La
novela Castigos justificados, de los escritores suecos Michael Hjorth y Hans
Rosenfeldt, empieza con la carta que el antagonista (el contrario de los protagonistas) que firma como Catón el
Viejo, dirige al redactor jefe de un periódico.
Comparto
esta carta que me dio a conocer Isabel, que está leyendo la novela, porque
estoy absolutamente de acuerdo con ella. La hago mía íntegramente. Podéis
leerla, a ver qué os parece.
Estimado redactor jefe Källman:
Durante muchos años he leído su
publicación. Primero en forma de diario físico, pero desde hace unos años en
internet.
No siempre simpatizo con sus
opiniones, y de vez en cuando he cuestionado tanto la elección de temáticas
sobre las que se escribe como el enfoque que se da al reportaje, pero aun así
casi siempre he encontrado cierto placer en leer su periódico.
Sin embargo, ahora me siento en la
obligación de hacerle esta pregunta, al ser usted el responsable de la edición:
¿por qué su publicación rinde homenaje a la más pura idiotez?
¿En qué momento se decidió que la más
absoluta estupidez iba a ser destacada y convertida no sólo en norma, sino,
además, en algo deseable y envidiable?

== == ==

**Tareas**
A – Resume el texto en dos oraciones.
B – Según el texto, ¿a quién va dirigida la carta de Catón el Viejo?
C – Indica, por favor, si cada afirmación concuerda con el texto y cita las palabras que lo deciden: (i) La novela es obra de escritores suecos. (ii) La carta la firma Isabel. (iii) El autor de la carta siempre ha simpatizado con las opiniones del periódico.
Responde basándote únicamente en el texto mostrado.

**Extracto de datos**

== == ==

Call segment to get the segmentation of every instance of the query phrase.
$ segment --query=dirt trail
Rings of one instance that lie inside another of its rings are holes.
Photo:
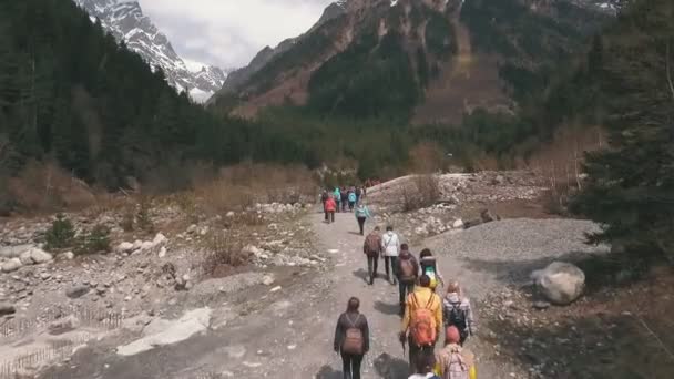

== == ==

**Respuestas**
A – El texto comparte la carta con la que empieza la novela Castigos justificados, de Michael Hjorth y Hans Rosenfeldt, firmada por el antagonista como Catón el Viejo y dirigida al redactor jefe de un periódico, y quien la comparte dice estar absolutamente de acuerdo con ella. En la carta, tras contar que lleva muchos años leyendo la publicación, se pregunta por qué esta rinde homenaje a la más pura idiotez.

B – Al redactor jefe Källman.

C –
(i) Sí: "de los escritores suecos Michael Hjorth y Hans Rosenfeldt".
(ii) No: "que firma como Catón el Viejo".
(iii) No: "No siempre simpatizo con sus opiniones".